▶ [Document passage]
_ _ _

To make matters worse, one university in Britain recently rejected the idea of studying people who regretted their gender transition, because it would be “politically incorrect.” If as many as 50 kids per week will be going to a gender identity clinic — and 20 of them will be given puberty-blockers — it is vital for doctors, nurses, teachers, and parents to know more about people who think they are transgender but later change their minds.
“I cannot believe the 50 a week will all be transgender,” Miroslav Djordjevic, a genital reconstructive surgeon and professor of surgery and urology at the University of Belgrade in Serbia, told the Daily Mirror. “We’re seeing a lot of parents who come for help because they are not sure if there [sic] children are transgender or just being children.”
“To say a girl of five is transgender is impossible,” Djordjevic said. “But it is easier to ask than not do anything and children suffer. At the minute it’s something like a fashion. And of course there is a danger children could regret having treatment.”
If even Djordjevic, whose very profession involves performing transgender surgery, warns against kids jumping on the transgender bandwagon, that should encourage a great deal of caution among parents.
This past April, a pediatric psychiatrist suggested kids are “trying out being transgender.”

_ _ _

▶ [Material shown]
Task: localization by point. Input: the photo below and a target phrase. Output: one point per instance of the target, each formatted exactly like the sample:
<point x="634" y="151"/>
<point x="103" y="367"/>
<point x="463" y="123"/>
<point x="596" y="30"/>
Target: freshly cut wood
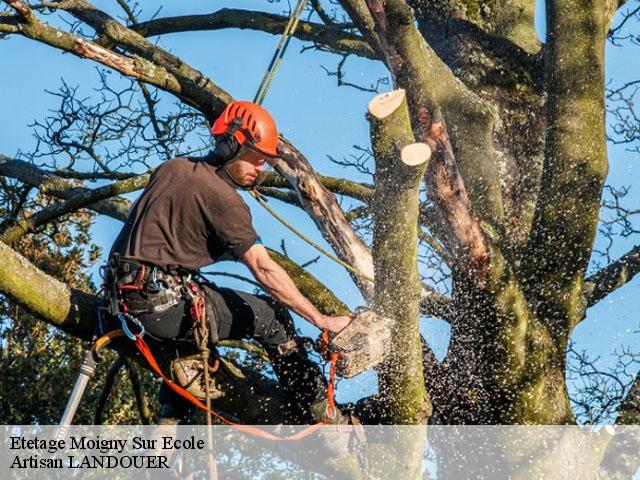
<point x="385" y="104"/>
<point x="395" y="250"/>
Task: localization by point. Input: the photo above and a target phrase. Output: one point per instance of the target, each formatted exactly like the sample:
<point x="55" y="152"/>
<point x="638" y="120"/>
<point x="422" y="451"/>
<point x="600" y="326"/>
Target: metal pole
<point x="87" y="370"/>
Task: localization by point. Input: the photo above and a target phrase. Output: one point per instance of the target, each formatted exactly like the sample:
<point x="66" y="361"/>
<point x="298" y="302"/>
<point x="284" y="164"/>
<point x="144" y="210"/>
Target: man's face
<point x="245" y="167"/>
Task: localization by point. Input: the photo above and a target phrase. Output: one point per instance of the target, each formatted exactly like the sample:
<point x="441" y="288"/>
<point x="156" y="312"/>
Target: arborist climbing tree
<point x="507" y="202"/>
<point x="189" y="216"/>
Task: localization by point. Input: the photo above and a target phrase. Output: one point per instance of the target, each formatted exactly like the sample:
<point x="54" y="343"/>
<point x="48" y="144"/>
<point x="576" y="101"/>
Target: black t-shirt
<point x="187" y="217"/>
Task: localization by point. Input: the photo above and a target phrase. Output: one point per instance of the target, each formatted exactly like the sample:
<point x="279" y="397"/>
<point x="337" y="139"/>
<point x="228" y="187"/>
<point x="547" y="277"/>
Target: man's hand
<point x="334" y="324"/>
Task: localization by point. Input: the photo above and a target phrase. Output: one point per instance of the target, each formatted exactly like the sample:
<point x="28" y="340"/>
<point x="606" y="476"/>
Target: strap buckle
<point x="124" y="318"/>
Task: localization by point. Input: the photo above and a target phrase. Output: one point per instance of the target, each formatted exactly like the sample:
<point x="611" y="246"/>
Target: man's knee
<point x="275" y="329"/>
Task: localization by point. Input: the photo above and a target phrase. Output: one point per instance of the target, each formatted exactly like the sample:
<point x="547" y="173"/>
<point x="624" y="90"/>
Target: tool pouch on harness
<point x="159" y="299"/>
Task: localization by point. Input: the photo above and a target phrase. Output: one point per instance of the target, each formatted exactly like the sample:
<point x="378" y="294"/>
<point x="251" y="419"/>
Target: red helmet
<point x="250" y="125"/>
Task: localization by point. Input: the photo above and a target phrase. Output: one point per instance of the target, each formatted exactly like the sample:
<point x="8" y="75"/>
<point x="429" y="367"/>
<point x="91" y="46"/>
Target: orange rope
<point x="146" y="352"/>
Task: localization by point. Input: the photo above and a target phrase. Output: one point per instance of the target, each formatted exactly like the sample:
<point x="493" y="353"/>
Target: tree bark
<point x="400" y="165"/>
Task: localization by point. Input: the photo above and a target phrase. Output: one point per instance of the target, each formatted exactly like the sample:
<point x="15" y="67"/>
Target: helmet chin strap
<point x="223" y="172"/>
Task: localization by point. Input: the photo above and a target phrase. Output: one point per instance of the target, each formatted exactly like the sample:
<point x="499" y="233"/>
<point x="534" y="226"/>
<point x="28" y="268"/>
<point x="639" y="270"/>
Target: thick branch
<point x="612" y="277"/>
<point x="400" y="165"/>
<point x="340" y="186"/>
<point x="71" y="310"/>
<point x="319" y="295"/>
<point x="432" y="87"/>
<point x="76" y="202"/>
<point x="51" y="184"/>
<point x="315" y="199"/>
<point x="331" y="36"/>
<point x="575" y="165"/>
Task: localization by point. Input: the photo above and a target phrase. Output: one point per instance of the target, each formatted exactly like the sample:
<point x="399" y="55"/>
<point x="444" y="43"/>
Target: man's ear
<point x="226" y="148"/>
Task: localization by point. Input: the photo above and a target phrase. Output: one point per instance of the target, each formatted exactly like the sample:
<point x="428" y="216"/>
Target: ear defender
<point x="226" y="148"/>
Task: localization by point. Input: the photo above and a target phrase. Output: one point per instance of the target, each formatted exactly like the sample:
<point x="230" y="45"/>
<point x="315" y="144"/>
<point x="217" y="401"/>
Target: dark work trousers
<point x="239" y="315"/>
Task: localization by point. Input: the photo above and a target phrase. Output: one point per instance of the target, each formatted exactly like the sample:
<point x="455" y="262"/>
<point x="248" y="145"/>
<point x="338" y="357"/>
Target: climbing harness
<point x="139" y="279"/>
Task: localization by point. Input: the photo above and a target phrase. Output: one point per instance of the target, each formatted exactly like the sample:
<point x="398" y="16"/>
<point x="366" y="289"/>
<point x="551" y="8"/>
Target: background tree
<point x="505" y="199"/>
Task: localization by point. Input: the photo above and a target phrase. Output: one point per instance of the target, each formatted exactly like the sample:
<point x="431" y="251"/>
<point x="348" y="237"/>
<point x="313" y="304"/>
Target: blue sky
<point x="320" y="119"/>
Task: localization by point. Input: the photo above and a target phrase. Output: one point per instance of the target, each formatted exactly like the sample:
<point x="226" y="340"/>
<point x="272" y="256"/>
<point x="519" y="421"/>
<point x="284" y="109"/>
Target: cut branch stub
<point x="400" y="165"/>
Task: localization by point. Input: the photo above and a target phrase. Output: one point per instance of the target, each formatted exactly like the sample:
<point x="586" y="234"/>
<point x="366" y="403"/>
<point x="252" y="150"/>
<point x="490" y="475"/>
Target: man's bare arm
<point x="281" y="287"/>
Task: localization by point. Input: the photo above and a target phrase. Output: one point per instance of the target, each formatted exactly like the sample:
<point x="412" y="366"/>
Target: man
<point x="191" y="215"/>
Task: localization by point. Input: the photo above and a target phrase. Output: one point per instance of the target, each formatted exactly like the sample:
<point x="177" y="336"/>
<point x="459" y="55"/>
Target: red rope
<point x="146" y="353"/>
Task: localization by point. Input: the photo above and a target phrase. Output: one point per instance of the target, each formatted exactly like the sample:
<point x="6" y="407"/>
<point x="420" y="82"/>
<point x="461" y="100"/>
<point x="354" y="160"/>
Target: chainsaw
<point x="361" y="345"/>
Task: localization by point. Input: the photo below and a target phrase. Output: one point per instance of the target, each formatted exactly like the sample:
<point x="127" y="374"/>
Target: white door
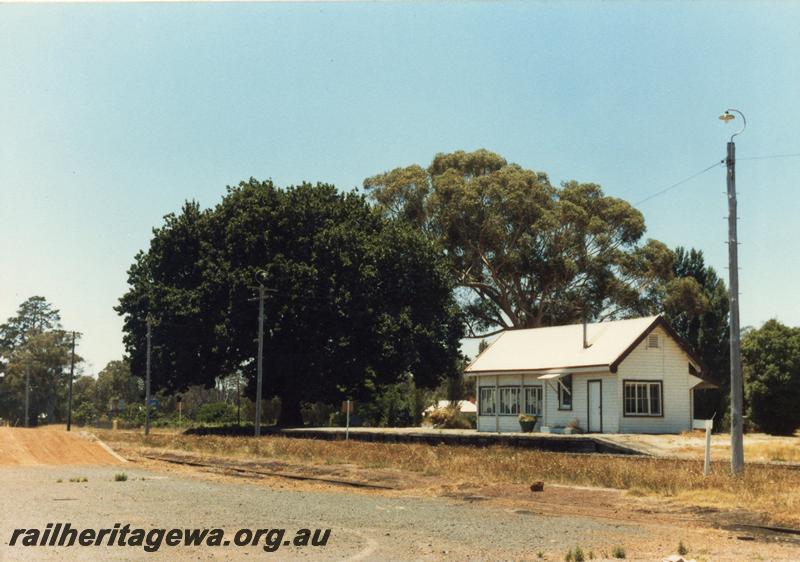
<point x="595" y="406"/>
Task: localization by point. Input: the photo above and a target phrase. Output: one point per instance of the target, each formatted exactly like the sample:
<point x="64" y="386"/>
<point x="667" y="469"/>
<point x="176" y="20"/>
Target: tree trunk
<point x="290" y="410"/>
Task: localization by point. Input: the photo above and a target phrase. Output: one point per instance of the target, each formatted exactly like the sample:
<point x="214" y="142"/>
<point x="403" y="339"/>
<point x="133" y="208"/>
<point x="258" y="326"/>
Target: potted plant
<point x="573" y="427"/>
<point x="527" y="422"/>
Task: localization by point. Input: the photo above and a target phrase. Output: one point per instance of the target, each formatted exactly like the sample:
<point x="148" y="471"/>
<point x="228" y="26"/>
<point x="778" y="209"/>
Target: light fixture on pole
<point x="737" y="385"/>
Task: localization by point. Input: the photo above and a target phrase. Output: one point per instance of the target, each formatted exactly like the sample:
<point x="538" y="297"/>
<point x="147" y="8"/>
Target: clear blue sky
<point x="112" y="115"/>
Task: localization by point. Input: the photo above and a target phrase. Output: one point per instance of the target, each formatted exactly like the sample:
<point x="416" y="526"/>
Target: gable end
<point x="659" y="321"/>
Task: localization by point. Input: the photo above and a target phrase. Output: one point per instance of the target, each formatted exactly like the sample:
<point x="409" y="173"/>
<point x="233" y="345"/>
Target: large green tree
<point x="695" y="300"/>
<point x="115" y="382"/>
<point x="44" y="360"/>
<point x="526" y="253"/>
<point x="771" y="358"/>
<point x="358" y="300"/>
<point x="34" y="316"/>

_ _ _

▶ [Task item]
The passage above about children and gender transition says it is vital for certain groups to know more about people who think they are transgender but later change their minds. List every group it names.

▶ [Written response]
Doctors, nurses, teachers, and parents.